* _What this exercise asks_:
A. Using the eclipse article below, say whether each statement agrees with it, answering yes or no and quoting the deciding words: (i) Cornwall has a population of 480,000. (ii) Each Concorde passenger paid $5,000 to see the eclipse. (iii) The eclipse will be visible in parts of the United States.
B. Reproduce word for word the eclipse article passage from "Those with the" to "boats in 1940.".
C. Answer these questions from the eclipse article below:
(i) About how wide will the path of totality be?
(ii) How many boats are in the flotilla off the coast of Cornwall and Devon?
(iii) Which place did NASA say might be the best on land for viewing the eclipse?

* _Text excerpt_:
▬▬▬▬▬▬
The path of totality will be about 100 miles wide, but millions living beyond that band will be able to see a partial eclipse. The eclipse will not be visible anywhere in the United States.
Forecasts of cloudy weather over the British and French eclipse zones only partly deterred people from traveling there for a chance to witness the last eclipse in this country until 2090 and the last in continental Europe until 2081.
Cornwall, with a population of 480,000, had an estimated 1 million visitors by midday Tuesday and more were arriving at the rate of 2,500 per hour. It represented the largest movement of people in England since armies tramped across the country in World War II.
Forecasters said a weather front would move into the area from the Atlantic on Wednesday morning, and chances of seeing the eclipse in the westernmost area of Cornwall and Devon were 15 percent or less.
“An eclipse is the most magnificent sight in all nature,” said famed British astronomer Patrick Moore, who has made his base at Falmouth in Cornwall. “It will be tragic if we don’t see it.”
Those with the most privileged view of the eclipse will be passengers aboard two chartered supersonic Concordes, who have paid $2,540 each to witness it from a height of 60,000 feet while sipping champagne and munching smoked salmon.
They will be able to chase the total eclipse for about 10 minutes, five times longer than people on the ground will experience the event.
In the English Channel off the coast of Cornwall and Devon, an estimated 500,000 people will try to watch the eclipse from a flotilla of 100,000 large and small boats.
“There has never been a maritime gathering like this. It’s bigger than Dunkirk,” said Richard Day of the Maritime and Coastguard Agency. He referred to the evacuation of British soldiers from the French port of Dunkirk by 700 small boats in 1940.
The U.S. National Aeronautics and Space Agency has said Isfahan, where there is a 96 percent probability of clear skies, might be the best place on land from which to see the eclipse.
Some American astronomers and former astronaut Russell Schweickart have traveled there, and Iran has waived visa requirements, hoping to earn $20 million from tourists. But Iranians have been warned of nefarious American attempts to profit from the eclipse.
“The Americans are trying to penetrate Iran’s scientific institutions for various reasons so they can achieve their political goals by different means,” the Tehran newspaper Jumhuri-ye Eslami said.
▬▬▬▬▬▬
* _Location annotation dataset excerpts_:
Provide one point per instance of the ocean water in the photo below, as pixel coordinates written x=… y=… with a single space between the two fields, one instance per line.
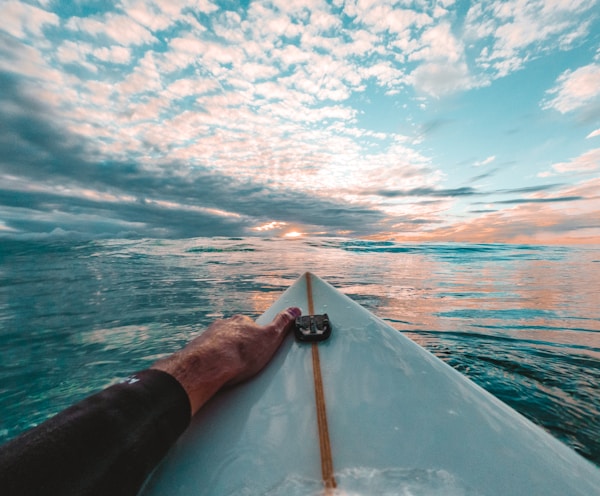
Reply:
x=521 y=321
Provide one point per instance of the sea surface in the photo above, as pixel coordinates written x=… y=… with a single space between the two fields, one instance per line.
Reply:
x=521 y=321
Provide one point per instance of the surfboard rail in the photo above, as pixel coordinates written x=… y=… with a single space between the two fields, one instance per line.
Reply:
x=399 y=420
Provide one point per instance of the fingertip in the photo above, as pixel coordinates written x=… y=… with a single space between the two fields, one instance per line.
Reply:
x=295 y=312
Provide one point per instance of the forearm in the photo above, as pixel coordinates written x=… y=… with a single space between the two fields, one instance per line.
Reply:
x=106 y=444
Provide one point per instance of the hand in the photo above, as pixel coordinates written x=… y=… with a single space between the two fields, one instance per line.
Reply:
x=228 y=352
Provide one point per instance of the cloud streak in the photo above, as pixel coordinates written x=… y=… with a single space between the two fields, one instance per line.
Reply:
x=192 y=117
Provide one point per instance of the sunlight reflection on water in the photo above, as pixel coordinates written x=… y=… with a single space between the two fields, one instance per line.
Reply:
x=521 y=321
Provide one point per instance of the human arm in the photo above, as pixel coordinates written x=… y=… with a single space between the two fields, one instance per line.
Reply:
x=109 y=442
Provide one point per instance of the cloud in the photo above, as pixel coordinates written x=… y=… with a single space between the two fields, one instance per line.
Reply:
x=574 y=89
x=510 y=33
x=53 y=180
x=588 y=162
x=486 y=161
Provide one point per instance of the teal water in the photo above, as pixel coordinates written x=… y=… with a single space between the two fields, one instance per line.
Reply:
x=521 y=321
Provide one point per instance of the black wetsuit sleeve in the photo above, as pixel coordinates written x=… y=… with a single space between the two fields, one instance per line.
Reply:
x=105 y=445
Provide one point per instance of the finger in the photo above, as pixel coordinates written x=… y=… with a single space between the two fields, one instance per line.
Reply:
x=285 y=318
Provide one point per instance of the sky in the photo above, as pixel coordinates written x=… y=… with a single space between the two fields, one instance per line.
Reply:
x=379 y=119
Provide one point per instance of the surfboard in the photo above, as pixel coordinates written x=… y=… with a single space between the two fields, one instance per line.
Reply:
x=367 y=411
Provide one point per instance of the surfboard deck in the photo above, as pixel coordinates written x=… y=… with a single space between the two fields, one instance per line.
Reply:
x=400 y=421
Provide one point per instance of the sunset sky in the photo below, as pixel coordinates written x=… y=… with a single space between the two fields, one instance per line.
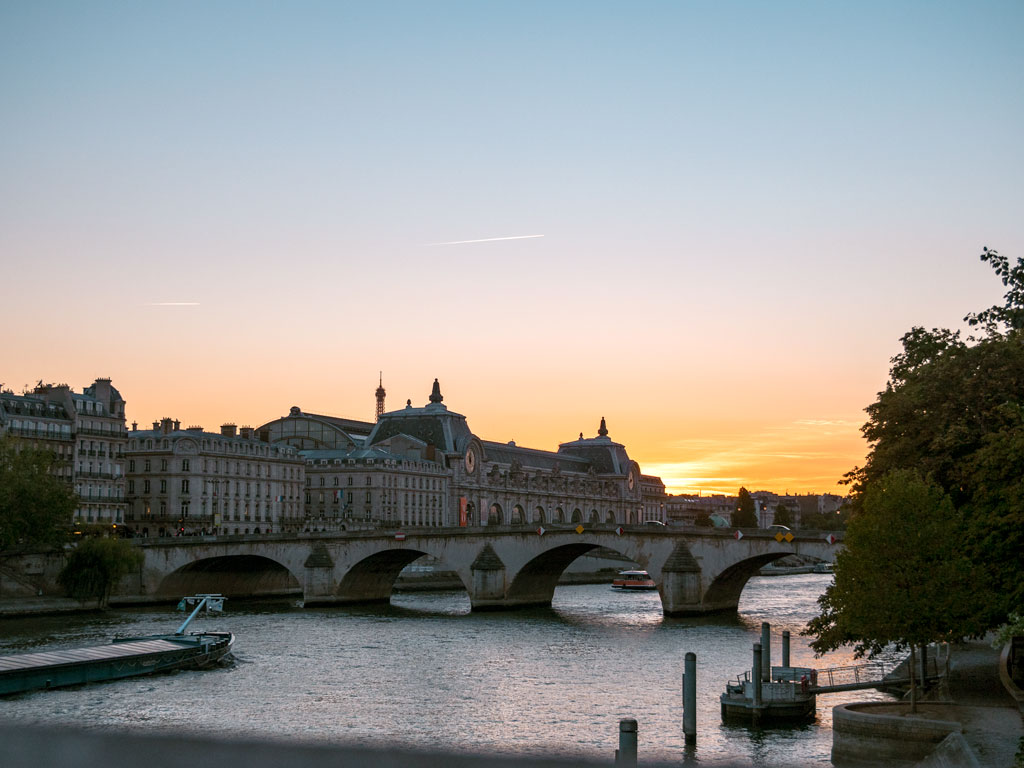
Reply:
x=232 y=208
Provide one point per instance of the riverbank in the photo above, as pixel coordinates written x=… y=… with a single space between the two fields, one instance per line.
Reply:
x=972 y=704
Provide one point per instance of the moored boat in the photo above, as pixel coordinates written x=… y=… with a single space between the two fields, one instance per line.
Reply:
x=122 y=657
x=634 y=580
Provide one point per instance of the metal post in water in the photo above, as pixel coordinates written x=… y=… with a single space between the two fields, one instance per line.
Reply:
x=766 y=651
x=690 y=699
x=756 y=674
x=627 y=755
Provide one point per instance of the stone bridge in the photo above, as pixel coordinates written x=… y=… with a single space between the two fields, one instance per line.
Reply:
x=696 y=571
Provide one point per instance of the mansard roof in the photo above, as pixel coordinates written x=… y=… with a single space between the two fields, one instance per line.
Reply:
x=433 y=424
x=605 y=455
x=504 y=453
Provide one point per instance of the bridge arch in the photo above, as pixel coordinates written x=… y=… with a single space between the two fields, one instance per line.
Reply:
x=723 y=593
x=536 y=581
x=372 y=579
x=231 y=576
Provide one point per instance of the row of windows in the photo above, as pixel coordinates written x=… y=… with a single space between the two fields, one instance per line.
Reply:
x=238 y=446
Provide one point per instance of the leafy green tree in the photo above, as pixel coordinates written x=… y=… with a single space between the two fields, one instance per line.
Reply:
x=903 y=578
x=95 y=565
x=954 y=411
x=36 y=507
x=745 y=515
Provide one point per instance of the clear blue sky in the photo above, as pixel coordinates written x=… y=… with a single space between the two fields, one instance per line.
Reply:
x=743 y=206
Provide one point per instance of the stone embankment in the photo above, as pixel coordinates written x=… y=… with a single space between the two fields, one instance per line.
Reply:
x=978 y=724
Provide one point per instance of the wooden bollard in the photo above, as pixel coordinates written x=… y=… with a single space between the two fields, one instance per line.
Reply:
x=765 y=652
x=690 y=699
x=626 y=756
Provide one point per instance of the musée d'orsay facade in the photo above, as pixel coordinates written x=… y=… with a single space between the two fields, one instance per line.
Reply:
x=423 y=466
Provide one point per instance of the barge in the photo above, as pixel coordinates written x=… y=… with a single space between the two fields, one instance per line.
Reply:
x=123 y=657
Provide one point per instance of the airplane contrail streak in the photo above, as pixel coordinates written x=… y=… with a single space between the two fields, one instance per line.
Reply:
x=484 y=240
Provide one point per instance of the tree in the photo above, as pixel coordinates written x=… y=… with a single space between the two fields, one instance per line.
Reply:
x=954 y=411
x=903 y=578
x=95 y=565
x=36 y=507
x=745 y=516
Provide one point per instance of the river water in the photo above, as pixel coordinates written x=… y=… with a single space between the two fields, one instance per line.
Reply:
x=425 y=672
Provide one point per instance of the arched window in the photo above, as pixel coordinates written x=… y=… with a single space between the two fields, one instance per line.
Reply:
x=495 y=515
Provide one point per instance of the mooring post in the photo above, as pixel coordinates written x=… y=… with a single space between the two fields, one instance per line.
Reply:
x=765 y=651
x=756 y=674
x=690 y=699
x=626 y=756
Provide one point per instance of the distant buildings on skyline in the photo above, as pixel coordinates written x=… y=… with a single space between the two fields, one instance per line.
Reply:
x=416 y=466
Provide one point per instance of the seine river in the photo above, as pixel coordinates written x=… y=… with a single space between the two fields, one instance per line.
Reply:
x=427 y=673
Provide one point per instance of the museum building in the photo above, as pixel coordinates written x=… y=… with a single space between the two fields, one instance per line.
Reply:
x=424 y=467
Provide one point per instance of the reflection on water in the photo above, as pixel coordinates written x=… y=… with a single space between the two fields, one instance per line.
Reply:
x=426 y=672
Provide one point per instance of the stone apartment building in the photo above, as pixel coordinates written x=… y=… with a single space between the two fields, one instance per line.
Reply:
x=86 y=432
x=192 y=481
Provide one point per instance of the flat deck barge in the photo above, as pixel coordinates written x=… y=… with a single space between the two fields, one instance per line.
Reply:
x=122 y=657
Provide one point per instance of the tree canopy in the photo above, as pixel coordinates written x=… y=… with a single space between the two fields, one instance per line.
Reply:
x=745 y=515
x=95 y=565
x=903 y=577
x=952 y=415
x=36 y=507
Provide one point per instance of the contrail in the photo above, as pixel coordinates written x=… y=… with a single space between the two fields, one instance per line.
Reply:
x=484 y=240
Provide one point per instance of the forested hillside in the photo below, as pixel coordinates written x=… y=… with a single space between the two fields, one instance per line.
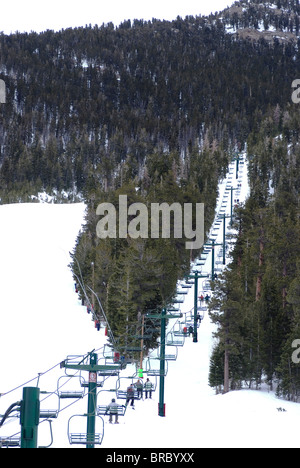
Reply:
x=156 y=110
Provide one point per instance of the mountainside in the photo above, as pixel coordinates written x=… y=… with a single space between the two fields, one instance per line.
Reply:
x=156 y=111
x=86 y=107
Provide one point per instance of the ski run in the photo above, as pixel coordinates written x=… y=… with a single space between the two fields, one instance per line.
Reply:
x=42 y=322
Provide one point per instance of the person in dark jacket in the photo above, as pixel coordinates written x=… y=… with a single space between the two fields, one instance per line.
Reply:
x=148 y=388
x=112 y=410
x=130 y=395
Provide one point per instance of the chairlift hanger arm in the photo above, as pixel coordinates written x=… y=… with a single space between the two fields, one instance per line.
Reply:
x=89 y=367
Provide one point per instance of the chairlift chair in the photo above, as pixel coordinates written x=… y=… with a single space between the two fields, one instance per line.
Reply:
x=102 y=410
x=82 y=438
x=70 y=394
x=153 y=371
x=206 y=285
x=7 y=442
x=174 y=341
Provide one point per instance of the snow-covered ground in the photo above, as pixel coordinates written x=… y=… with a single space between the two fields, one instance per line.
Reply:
x=42 y=321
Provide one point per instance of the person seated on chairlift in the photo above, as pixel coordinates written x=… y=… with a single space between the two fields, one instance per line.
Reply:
x=148 y=388
x=112 y=409
x=130 y=395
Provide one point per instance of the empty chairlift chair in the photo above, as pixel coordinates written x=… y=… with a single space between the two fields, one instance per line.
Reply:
x=77 y=427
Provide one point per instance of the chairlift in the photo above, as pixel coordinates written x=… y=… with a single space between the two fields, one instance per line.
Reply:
x=171 y=353
x=70 y=394
x=152 y=370
x=102 y=410
x=174 y=341
x=121 y=392
x=206 y=285
x=10 y=442
x=82 y=438
x=180 y=330
x=186 y=286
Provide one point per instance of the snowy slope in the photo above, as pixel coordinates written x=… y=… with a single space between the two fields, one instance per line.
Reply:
x=42 y=321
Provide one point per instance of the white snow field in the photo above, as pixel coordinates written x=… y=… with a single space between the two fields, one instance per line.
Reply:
x=42 y=322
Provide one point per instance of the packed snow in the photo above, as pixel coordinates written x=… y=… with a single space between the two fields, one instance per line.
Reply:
x=42 y=322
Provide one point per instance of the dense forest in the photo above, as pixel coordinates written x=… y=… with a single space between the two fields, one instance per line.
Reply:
x=156 y=110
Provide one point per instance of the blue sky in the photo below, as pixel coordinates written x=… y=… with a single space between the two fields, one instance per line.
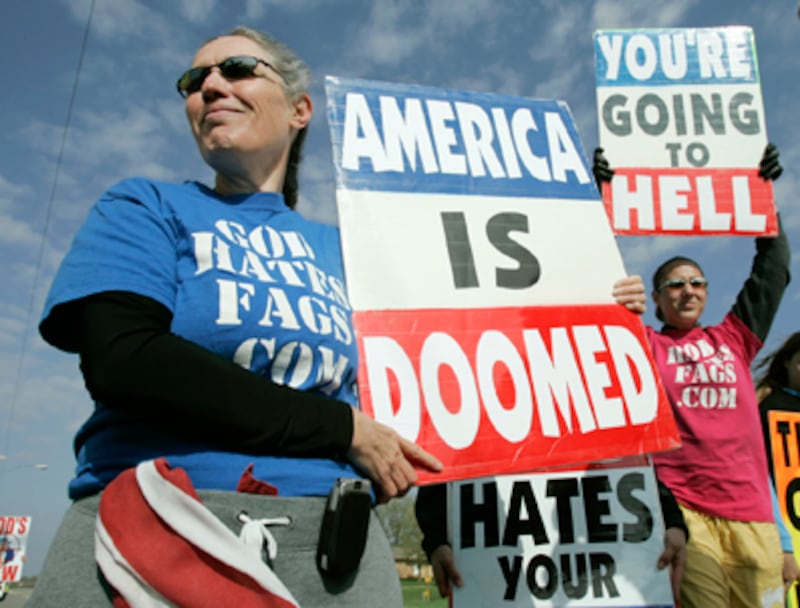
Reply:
x=127 y=119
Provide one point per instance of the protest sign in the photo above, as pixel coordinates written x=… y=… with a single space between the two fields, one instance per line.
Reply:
x=682 y=123
x=480 y=264
x=568 y=538
x=13 y=540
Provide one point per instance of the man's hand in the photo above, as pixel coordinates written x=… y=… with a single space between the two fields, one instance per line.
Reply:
x=770 y=167
x=601 y=168
x=630 y=293
x=444 y=569
x=674 y=555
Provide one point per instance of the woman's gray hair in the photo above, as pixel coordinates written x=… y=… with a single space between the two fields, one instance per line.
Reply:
x=294 y=71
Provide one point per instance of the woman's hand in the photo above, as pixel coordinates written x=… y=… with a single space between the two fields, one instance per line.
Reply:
x=444 y=569
x=387 y=458
x=630 y=293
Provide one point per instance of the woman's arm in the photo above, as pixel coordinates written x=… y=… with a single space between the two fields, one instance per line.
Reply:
x=131 y=361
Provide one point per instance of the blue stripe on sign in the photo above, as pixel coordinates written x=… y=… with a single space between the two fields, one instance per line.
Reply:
x=407 y=138
x=657 y=57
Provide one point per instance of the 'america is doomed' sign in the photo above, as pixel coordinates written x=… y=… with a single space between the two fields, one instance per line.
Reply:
x=480 y=265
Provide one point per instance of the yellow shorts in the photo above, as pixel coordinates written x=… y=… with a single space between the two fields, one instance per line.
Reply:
x=731 y=564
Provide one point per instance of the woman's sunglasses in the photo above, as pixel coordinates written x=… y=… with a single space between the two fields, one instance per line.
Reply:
x=681 y=283
x=233 y=68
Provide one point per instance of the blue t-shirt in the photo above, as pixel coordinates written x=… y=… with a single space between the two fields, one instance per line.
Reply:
x=245 y=277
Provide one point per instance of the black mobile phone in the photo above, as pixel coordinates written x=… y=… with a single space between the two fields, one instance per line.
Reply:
x=343 y=533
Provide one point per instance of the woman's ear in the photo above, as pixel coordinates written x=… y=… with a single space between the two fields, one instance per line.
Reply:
x=303 y=111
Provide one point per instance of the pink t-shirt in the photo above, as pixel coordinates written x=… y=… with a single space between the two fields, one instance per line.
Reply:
x=721 y=468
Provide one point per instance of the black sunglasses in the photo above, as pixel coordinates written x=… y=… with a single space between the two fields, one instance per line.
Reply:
x=681 y=283
x=233 y=68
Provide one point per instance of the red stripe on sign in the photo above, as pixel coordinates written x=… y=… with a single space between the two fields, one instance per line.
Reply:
x=688 y=202
x=509 y=390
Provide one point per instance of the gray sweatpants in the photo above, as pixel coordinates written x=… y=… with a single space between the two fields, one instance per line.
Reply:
x=70 y=576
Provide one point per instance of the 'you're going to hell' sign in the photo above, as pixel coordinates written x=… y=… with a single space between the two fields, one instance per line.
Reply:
x=480 y=266
x=682 y=123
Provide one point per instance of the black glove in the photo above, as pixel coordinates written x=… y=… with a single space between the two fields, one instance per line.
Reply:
x=601 y=168
x=770 y=168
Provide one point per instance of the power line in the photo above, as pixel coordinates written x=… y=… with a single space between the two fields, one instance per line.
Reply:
x=48 y=214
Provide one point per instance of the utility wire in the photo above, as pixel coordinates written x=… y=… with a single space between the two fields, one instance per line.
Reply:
x=48 y=214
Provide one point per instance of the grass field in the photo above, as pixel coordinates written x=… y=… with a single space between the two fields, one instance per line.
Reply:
x=414 y=595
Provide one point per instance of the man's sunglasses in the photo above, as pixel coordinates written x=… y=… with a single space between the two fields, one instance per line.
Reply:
x=233 y=68
x=681 y=283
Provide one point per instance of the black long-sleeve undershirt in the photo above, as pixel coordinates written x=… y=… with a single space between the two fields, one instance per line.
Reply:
x=132 y=362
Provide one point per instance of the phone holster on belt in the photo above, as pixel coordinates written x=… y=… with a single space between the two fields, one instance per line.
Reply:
x=343 y=533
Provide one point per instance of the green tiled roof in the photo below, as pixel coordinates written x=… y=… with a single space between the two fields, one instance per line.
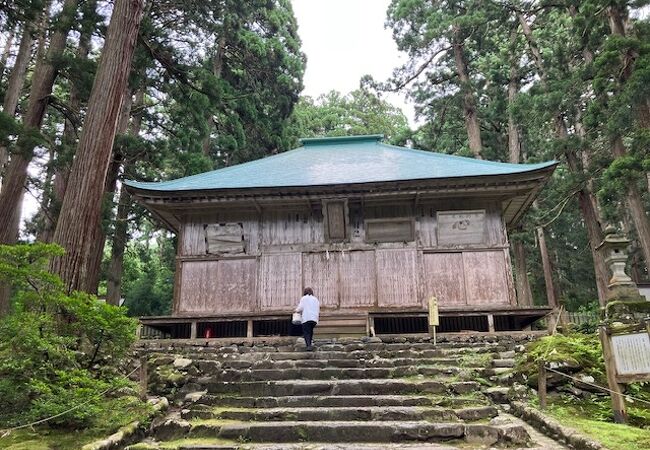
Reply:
x=343 y=160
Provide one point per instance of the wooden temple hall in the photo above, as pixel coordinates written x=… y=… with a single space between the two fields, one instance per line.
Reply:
x=375 y=230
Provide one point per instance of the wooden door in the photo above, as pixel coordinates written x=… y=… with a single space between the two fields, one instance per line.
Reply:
x=358 y=280
x=486 y=279
x=218 y=287
x=397 y=278
x=280 y=281
x=320 y=271
x=444 y=278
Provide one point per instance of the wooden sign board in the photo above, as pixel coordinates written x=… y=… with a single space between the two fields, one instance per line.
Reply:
x=461 y=227
x=631 y=354
x=224 y=238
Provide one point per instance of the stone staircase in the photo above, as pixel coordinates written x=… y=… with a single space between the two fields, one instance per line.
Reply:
x=367 y=393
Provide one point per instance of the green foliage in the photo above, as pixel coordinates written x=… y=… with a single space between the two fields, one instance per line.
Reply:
x=56 y=350
x=149 y=277
x=359 y=112
x=577 y=350
x=593 y=417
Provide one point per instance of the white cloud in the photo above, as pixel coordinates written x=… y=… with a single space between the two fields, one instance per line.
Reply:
x=344 y=40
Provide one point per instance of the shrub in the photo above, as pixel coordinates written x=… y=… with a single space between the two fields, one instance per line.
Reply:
x=57 y=351
x=581 y=351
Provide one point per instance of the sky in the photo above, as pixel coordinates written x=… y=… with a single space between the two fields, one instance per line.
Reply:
x=344 y=40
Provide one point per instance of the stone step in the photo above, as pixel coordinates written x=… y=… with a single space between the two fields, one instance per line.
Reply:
x=308 y=373
x=503 y=362
x=300 y=354
x=383 y=413
x=338 y=387
x=234 y=345
x=350 y=432
x=221 y=444
x=329 y=401
x=333 y=363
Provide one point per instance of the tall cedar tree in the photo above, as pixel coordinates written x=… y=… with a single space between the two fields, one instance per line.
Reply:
x=81 y=209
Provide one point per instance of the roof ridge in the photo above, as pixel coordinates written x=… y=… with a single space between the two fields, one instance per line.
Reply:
x=224 y=169
x=466 y=158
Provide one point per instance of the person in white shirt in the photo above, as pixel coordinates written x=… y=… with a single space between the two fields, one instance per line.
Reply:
x=309 y=306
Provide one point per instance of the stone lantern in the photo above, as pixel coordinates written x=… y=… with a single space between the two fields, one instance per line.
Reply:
x=614 y=248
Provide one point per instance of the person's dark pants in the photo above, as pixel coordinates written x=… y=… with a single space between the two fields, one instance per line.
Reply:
x=308 y=331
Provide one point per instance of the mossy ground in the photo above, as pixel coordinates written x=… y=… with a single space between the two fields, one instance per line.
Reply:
x=593 y=419
x=172 y=445
x=117 y=413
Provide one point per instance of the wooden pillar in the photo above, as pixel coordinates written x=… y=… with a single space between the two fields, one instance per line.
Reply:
x=541 y=384
x=491 y=323
x=618 y=403
x=144 y=377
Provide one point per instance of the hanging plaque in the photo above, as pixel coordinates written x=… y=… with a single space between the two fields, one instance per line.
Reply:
x=631 y=353
x=461 y=227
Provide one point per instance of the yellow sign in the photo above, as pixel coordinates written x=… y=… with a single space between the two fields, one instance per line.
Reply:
x=434 y=320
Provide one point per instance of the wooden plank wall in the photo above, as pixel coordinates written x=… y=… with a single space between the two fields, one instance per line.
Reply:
x=282 y=258
x=320 y=271
x=469 y=278
x=444 y=278
x=223 y=287
x=397 y=280
x=485 y=278
x=279 y=281
x=357 y=283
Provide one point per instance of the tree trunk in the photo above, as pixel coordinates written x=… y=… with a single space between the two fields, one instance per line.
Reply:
x=15 y=84
x=522 y=284
x=11 y=196
x=116 y=266
x=109 y=193
x=586 y=200
x=616 y=17
x=217 y=69
x=635 y=205
x=469 y=104
x=70 y=134
x=115 y=269
x=5 y=53
x=551 y=293
x=82 y=206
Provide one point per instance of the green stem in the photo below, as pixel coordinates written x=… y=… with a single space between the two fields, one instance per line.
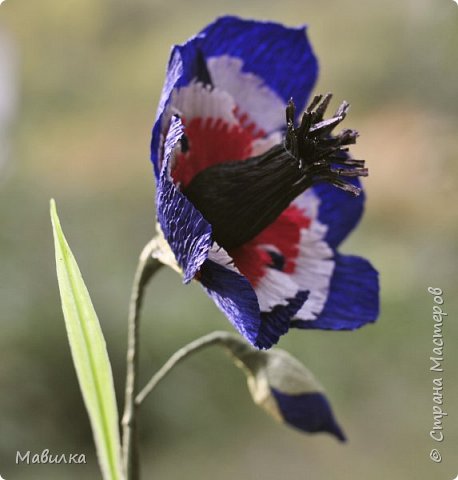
▬▬▬▬▬▬
* _Exercise solutions_:
A.
(i) Yes: "Cornwall, with a population of 480,000"
(ii) No: "who have paid $2,540 each"
(iii) No: "The eclipse will not be visible anywhere in the United States."

B.
Those with the most privileged view of the eclipse will be passengers aboard two chartered supersonic Concordes, who have paid $2,540 each to witness it from a height of 60,000 feet while sipping champagne and munching smoked salmon.
They will be able to chase the total eclipse for about 10 minutes, five times longer than people on the ground will experience the event.
In the English Channel off the coast of Cornwall and Devon, an estimated 500,000 people will try to watch the eclipse from a flotilla of 100,000 large and small boats.
“There has never been a maritime gathering like this. It’s bigger than Dunkirk,” said Richard Day of the Maritime and Coastguard Agency. He referred to the evacuation of British soldiers from the French port of Dunkirk by 700 small boats in 1940.

C.
(i) About 100 miles wide.
(ii) 100,000 large and small boats.
(iii) Isfahan.